# Written problem:
Can you rewrite all of the records with every "even-odd rule" changed to "nonzero winding rule" and nothing else altered? Omit the pictures from your version.

# Record list:
-*-*-

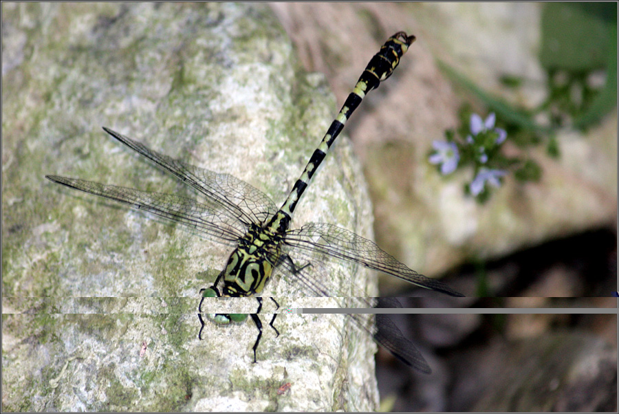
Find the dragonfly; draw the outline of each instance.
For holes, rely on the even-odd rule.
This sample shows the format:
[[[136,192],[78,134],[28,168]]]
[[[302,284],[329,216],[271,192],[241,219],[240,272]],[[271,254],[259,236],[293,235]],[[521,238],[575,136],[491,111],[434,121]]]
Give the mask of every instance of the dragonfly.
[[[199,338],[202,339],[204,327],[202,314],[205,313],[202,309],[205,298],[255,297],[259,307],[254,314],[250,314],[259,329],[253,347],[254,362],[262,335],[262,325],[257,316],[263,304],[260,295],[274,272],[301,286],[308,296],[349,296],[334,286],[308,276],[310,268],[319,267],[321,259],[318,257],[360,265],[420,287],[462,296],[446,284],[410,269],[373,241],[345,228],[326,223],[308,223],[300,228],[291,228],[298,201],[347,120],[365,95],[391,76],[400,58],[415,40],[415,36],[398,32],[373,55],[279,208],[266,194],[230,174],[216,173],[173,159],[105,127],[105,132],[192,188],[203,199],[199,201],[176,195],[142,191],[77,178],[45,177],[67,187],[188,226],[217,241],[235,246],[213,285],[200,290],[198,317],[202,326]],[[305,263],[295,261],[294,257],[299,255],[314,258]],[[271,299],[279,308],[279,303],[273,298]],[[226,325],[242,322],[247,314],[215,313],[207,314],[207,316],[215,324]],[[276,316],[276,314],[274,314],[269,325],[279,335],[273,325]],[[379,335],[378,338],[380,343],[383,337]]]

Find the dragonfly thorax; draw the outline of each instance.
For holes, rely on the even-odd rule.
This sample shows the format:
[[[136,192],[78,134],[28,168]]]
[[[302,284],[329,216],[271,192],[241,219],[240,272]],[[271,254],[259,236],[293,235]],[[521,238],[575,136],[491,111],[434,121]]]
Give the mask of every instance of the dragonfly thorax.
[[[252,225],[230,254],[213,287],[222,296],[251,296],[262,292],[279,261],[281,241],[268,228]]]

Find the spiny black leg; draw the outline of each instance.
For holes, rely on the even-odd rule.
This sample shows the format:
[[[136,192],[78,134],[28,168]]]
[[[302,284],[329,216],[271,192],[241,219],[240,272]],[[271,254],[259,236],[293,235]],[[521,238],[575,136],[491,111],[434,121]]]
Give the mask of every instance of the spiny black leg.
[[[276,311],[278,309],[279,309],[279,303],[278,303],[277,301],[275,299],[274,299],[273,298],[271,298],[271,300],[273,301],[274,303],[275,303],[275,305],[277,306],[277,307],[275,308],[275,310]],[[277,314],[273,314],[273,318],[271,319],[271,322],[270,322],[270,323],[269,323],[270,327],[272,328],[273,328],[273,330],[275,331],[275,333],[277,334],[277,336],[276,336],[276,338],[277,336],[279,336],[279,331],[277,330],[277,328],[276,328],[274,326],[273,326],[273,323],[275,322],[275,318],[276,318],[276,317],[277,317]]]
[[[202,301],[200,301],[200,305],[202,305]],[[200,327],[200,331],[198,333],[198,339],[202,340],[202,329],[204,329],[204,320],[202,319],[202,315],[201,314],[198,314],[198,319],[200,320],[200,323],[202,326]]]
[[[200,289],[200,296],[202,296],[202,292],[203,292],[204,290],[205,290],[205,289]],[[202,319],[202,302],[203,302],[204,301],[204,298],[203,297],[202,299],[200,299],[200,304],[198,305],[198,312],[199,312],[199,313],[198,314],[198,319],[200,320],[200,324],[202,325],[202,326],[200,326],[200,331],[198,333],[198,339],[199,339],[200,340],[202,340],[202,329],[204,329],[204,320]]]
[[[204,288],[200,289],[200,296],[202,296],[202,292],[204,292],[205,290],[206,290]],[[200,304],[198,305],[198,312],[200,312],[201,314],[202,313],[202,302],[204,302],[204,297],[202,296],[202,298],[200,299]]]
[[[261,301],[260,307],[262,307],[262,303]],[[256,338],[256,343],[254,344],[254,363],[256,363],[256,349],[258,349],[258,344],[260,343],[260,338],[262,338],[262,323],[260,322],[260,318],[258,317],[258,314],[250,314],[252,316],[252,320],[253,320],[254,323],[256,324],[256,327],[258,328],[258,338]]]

-*-*-

# The response:
Find the dragonfly; draw the outline of each instance.
For holes, rely on the nonzero winding rule.
This sample shows the format:
[[[136,192],[78,134],[28,168]]]
[[[302,284],[329,216],[271,192],[241,219],[240,272]],[[271,254],[259,236],[293,235]],[[521,238],[575,136],[491,111],[434,121]]]
Give the mask of every instance of the dragonfly.
[[[199,338],[202,339],[204,327],[202,314],[205,313],[202,309],[205,298],[255,297],[259,307],[254,314],[250,314],[259,329],[253,347],[254,362],[262,335],[262,325],[257,316],[263,304],[260,295],[274,272],[301,286],[308,296],[349,296],[334,286],[308,276],[310,268],[319,267],[321,259],[318,257],[360,265],[420,287],[462,296],[446,284],[410,269],[373,241],[345,228],[326,223],[308,223],[300,228],[291,228],[298,201],[347,120],[365,95],[391,76],[400,58],[415,40],[415,36],[398,32],[373,55],[279,208],[266,194],[230,174],[216,173],[173,159],[105,127],[105,132],[192,188],[203,199],[199,201],[176,195],[142,191],[77,178],[45,177],[67,187],[188,226],[217,241],[235,246],[213,285],[200,290],[198,317],[202,326]],[[305,263],[295,261],[294,257],[299,255],[314,258]],[[271,299],[279,308],[279,303],[273,298]],[[226,325],[242,322],[247,314],[215,313],[207,314],[207,316],[215,324]],[[276,316],[276,314],[274,314],[269,325],[279,335],[273,325]],[[379,335],[378,338],[380,343],[383,337]]]

Find the dragonfly thorax; draw the outline of each instance.
For holes, rely on the nonzero winding rule.
This sample shows the format:
[[[136,192],[78,134],[28,168]]]
[[[302,284],[329,216],[271,192],[241,219],[240,272]],[[271,254],[259,236],[293,235]],[[521,238],[575,136],[491,111],[434,121]]]
Give the mask of every instance of the dragonfly thorax.
[[[252,225],[230,254],[213,287],[222,296],[251,296],[262,292],[279,261],[281,241],[268,228]]]

Find the spiny black leg; draw the outline of each instance.
For holes, rely on the nonzero winding rule.
This sample shows the format:
[[[136,192],[78,134],[28,168]]]
[[[302,284],[329,216],[271,192],[241,219],[240,272]],[[271,254],[259,236],[293,235]],[[521,238],[575,136],[491,111],[434,121]]]
Give the mask of every instance of the spiny black leg.
[[[276,311],[278,309],[279,309],[279,303],[278,303],[277,301],[275,299],[274,299],[273,298],[271,298],[271,300],[273,301],[274,303],[275,303],[275,305],[277,306],[277,307],[275,308],[275,310]],[[277,314],[273,314],[273,318],[271,319],[271,322],[270,322],[270,323],[269,323],[270,327],[272,328],[273,328],[273,330],[275,331],[275,333],[277,334],[277,336],[276,336],[276,338],[277,336],[279,336],[279,331],[277,330],[277,328],[276,328],[274,326],[273,326],[273,323],[275,322],[275,318],[276,318],[276,317],[277,317]]]
[[[202,301],[200,301],[200,305],[202,305]],[[200,327],[200,331],[198,333],[198,339],[202,340],[202,329],[204,329],[204,320],[202,319],[202,315],[201,314],[198,314],[198,319],[200,320],[200,323],[202,326]]]
[[[200,289],[200,296],[202,296],[202,292],[203,292],[204,290],[205,290],[205,289]],[[202,319],[202,302],[203,302],[204,301],[204,298],[203,297],[202,299],[200,299],[200,304],[198,305],[198,312],[199,312],[199,313],[198,314],[198,319],[200,320],[200,324],[202,325],[202,326],[200,326],[200,331],[198,333],[198,339],[199,339],[200,340],[202,340],[202,329],[204,329],[204,320]]]
[[[204,288],[200,289],[200,296],[202,296],[202,292],[204,292],[205,290],[206,290]],[[200,304],[198,305],[198,312],[200,312],[201,314],[202,313],[202,302],[204,302],[204,297],[202,296],[202,298],[200,299]]]
[[[261,301],[260,307],[262,307],[262,303]],[[256,338],[256,343],[254,344],[254,363],[256,363],[256,349],[258,349],[258,344],[260,343],[260,338],[262,338],[262,323],[260,322],[260,318],[258,317],[258,314],[250,314],[252,316],[252,320],[253,320],[254,323],[256,324],[256,327],[258,328],[258,338]]]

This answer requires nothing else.